#### Working data ####
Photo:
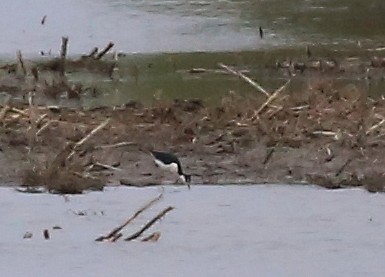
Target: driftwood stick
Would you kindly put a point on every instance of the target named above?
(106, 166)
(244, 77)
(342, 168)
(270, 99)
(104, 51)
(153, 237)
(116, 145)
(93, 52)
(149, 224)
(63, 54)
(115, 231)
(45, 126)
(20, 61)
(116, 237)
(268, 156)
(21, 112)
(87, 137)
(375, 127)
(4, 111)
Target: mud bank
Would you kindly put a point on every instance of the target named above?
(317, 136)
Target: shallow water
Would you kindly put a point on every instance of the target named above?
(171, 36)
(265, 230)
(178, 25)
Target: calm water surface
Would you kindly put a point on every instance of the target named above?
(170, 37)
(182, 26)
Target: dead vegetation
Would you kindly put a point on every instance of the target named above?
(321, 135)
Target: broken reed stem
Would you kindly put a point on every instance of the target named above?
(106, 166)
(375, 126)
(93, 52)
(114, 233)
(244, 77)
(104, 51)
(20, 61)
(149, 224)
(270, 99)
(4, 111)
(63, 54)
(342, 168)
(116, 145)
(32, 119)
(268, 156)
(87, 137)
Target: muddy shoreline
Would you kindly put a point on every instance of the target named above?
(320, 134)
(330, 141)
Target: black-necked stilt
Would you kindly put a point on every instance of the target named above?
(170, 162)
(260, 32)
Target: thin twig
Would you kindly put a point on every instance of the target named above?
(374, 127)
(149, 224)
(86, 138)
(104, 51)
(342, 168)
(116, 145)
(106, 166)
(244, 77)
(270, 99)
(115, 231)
####
- [Stated exercise]
Rewrite every line from the line with "Target: muddy shoreline" through the end of the records, keeping all text lines unchanged. Multiply each point coordinate by 2.45 and round to whole numbers, with halves rounded up.

- [The response]
Target: muddy shoreline
Would you kindly put a point on every instance of the target named above?
(784, 328)
(809, 345)
Target: black-necked stilt
Would you kindly put a point on every instance of the target named above?
(417, 397)
(637, 78)
Target: thin twig
Would you kindly put a point on every instance of the target named above?
(916, 311)
(365, 549)
(211, 338)
(255, 125)
(838, 412)
(284, 355)
(260, 407)
(598, 189)
(662, 243)
(282, 566)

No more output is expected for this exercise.